#### DIRECTION 1:
Could you duplicate the forum discussion about diving across the finish line between "That's not a" and "when you win.", inclusive?

◇ ◇ ◇ ◇ ◇ ◇ ◇

How is it unsporting though? If those who made the rules felt diving for the finish line were an unsportsmanlike move, they would have made it against the rules to do so.

She couldn't beat her opponent physically, so she outsmarted her opponent. Since athletic competitions are all about testing natural abilities, I would say using your intelligence to compensate for any physical shortcomings is still well within the spirit of athletic competition as long as no rules are actually being broken.
 
Running experts on social media are opining she fell. They further state, the fastest way across the finish line is to lean forward. Diving is counter productive.
 
How is it unsporting though? If those who made the rules felt diving for the finish line were an unsportsmanlike move, they would have made it against the rules to do so.

Well, it's apparently not against the rules for the crowd to repeatedly boo athletes, yet people are justifiably angry/upset about it.
 
Well, it's apparently not against the rules for the crowd to repeatedly boo athletes, yet people are justifiably angry/upset about it.

That's not a good analogy though. It is completely unrelated to the issue we are discussing.

I'm asking why you feel what she did was unsportsmanlike conduct when it was completely within the bounds of the established rules of the competition? The purpose of these games is to win, and she did everything she could legally do to win. In my eyes that makes her a good competitor and someone who should be held up as a role model because she refused to give up and still won without cheating.
 
Well, it might be legal, but I feel that if it's a running race, you should be on your feet when you win.
 
I'm asking why you feel what she did was unsportsmanlike conduct when it was completely within the bounds of the established rules of the competition? The purpose of these games is to win, and she did everything she could legally do to win. In my eyes that makes her a good competitor and someone who should be held up as a role model because she refused to give up and still won without cheating.
On the whole I agree. But I think you can argue that some gentlemen/gentlewoman's agreement for how to conduct your sport can be in place even in a highly competitive environment. So that every way of breaking the rules doesn't have to be specified in a 800 page rulebook. And leaping across the finish line can never be a normalised as a finisher because the risk of injury is too great on that kind of surface. So perhaps not unsportsmanlike, but definitely stretching it a little.
 
Pushing your torso forward in the race's finish line was/is definitely standard practice in the modern olympics (not sure about the ancient ones). But making a dramatic jump/fall imo doesn't look good, and yes, Snerk has a point about moves which can never be standardised and thus when they appear they are sort of a peculiarity/oddity :)
 
On the whole I agree. But I think you can argue that some gentlemen/gentlewoman's agreement for how to conduct your sport can be in place even in a highly competitive environment. So that every way of breaking the rules doesn't have to be specified in a 800 page rulebook. And leaping across the finish line can never be a normalised as a finisher because the risk of injury is too great on that kind of surface. So perhaps not unsportsmanlike, but definitely stretching it a little.

Who said anything about it becoming normalized? This move has only been used twice in modern Olympic history that I'm aware of. That shows that runners recognize this is a last resort type move that is only used in desperate circumstances.

◇ ◇ ◇ ◇ ◇ ◇ ◇

#### DIRECTION 2:
Would you rewrite the rows between the one holding "occurrence of television" and the final row, inclusive, so that "television screen" becomes "computer monitor" and nothing else changes? Return only those rows.

Raw records
◇ ◇ ◇ ◇ ◇ ◇ ◇

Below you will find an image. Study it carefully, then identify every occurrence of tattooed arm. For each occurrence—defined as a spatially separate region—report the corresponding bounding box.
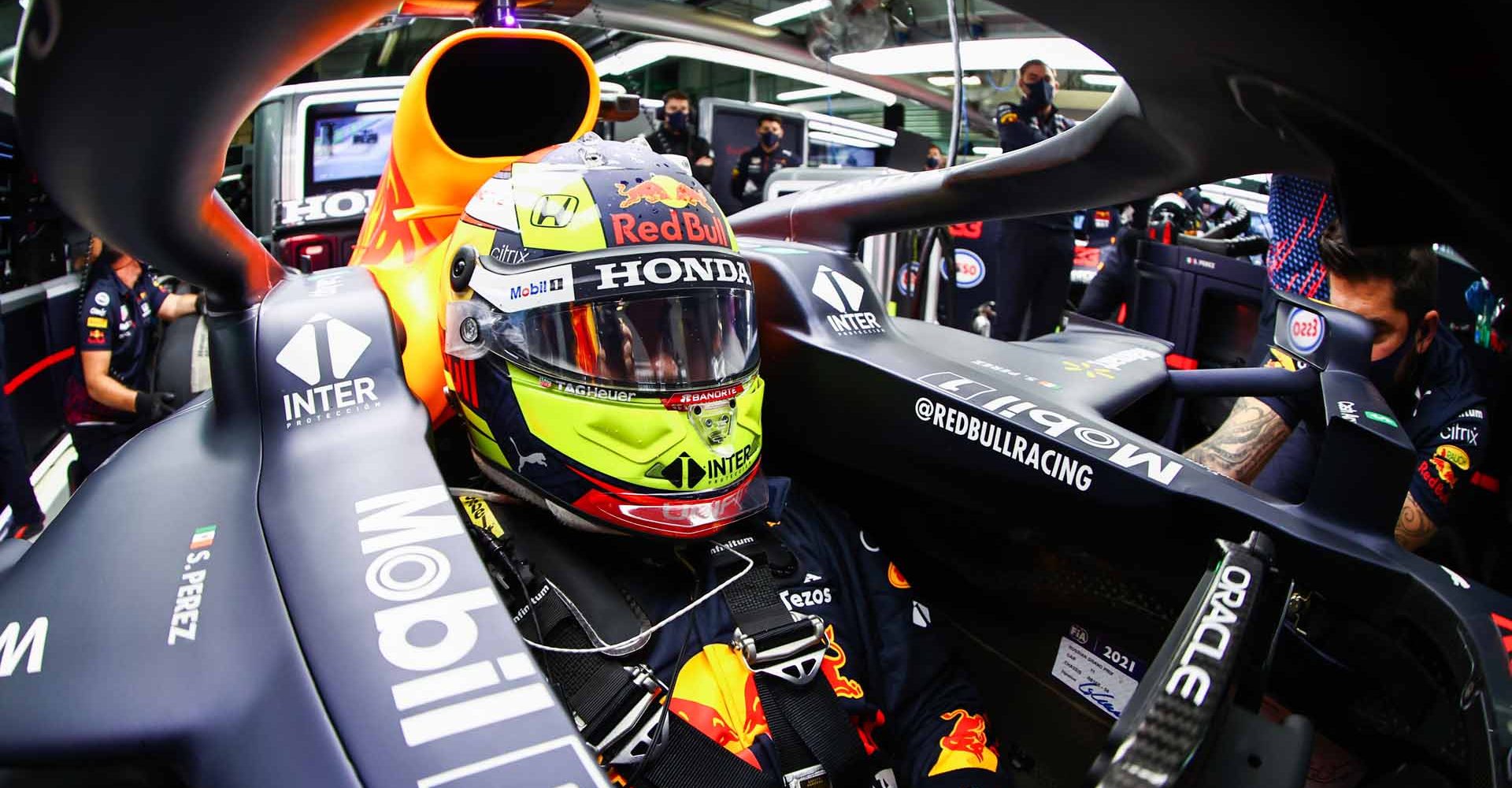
[1184,396,1292,484]
[1397,493,1438,552]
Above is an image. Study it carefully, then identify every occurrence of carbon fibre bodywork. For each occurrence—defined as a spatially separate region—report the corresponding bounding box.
[0,0,1512,788]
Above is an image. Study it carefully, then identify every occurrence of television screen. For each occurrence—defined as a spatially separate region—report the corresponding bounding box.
[310,112,393,183]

◇ ◇ ◇ ◇ ◇ ◇ ◇

#### EXPECTED ANSWER 1:
That's not a good analogy though. It is completely unrelated to the issue we are discussing.

I'm asking why you feel what she did was unsportsmanlike conduct when it was completely within the bounds of the established rules of the competition? The purpose of these games is to win, and she did everything she could legally do to win. In my eyes that makes her a good competitor and someone who should be held up as a role model because she refused to give up and still won without cheating.
 
Well, it might be legal, but I feel that if it's a running race, you should be on your feet when you win.

#### EXPECTED ANSWER 2:
Above is an image. Study it carefully, then identify every occurrence of computer monitor. For each occurrence—defined as a spatially separate region—report the corresponding bounding box.
[310,112,393,183]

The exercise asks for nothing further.